[DATA UNDER STUDY — start]

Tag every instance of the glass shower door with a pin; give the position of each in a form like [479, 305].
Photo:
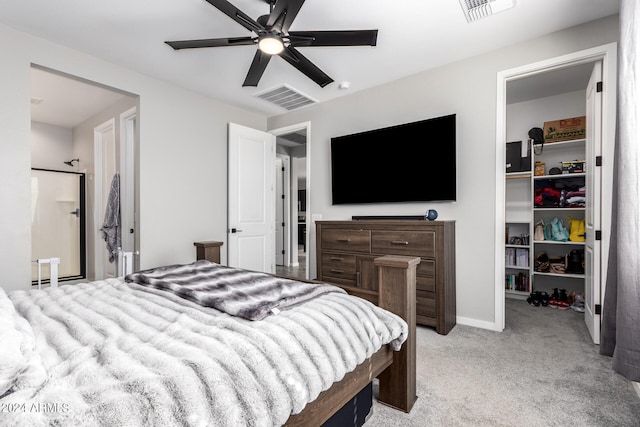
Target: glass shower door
[58, 222]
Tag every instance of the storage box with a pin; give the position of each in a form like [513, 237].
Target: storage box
[516, 162]
[565, 129]
[574, 166]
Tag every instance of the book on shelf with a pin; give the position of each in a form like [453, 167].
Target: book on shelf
[517, 282]
[518, 257]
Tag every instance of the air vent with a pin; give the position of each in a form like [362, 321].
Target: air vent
[286, 97]
[478, 9]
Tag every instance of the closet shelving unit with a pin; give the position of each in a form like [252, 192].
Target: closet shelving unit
[553, 154]
[522, 219]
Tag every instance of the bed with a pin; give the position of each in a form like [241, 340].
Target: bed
[148, 350]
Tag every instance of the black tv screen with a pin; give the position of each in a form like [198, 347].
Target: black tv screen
[412, 162]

[DATA UNDER STUDY — finish]

TASK TO CARRY OUT: Give each record above back word for word, but carry over none of the pictures.

EXERCISE SOLUTION:
Tag every instance of the glass shower door with a pin; give the position of each in a form like [479, 305].
Photo:
Target: glass shower door
[58, 222]
Tag every instance of the storage box with a pin; give the position of each in a form like [513, 237].
Target: storage box
[516, 162]
[565, 129]
[574, 166]
Tag every instance of the book on shelf with a pin; give the position of each in a form like [453, 167].
Target: book on shelf
[517, 282]
[518, 257]
Tag every instance of the air vent with a pin; give the position of each in a form like [362, 321].
Target: air vent
[286, 97]
[478, 9]
Tag every instance of the closet shelving unit with a pin; give the position of each in a form like [252, 192].
Target: closet shelving unit
[553, 154]
[522, 219]
Tag every instance of the bed with a pin; give the position of each in a form like [241, 340].
Target: bed
[148, 350]
Tag every instance of the black tv screen with a pin; give the position of each in a form like [198, 347].
Target: black tv screen
[412, 162]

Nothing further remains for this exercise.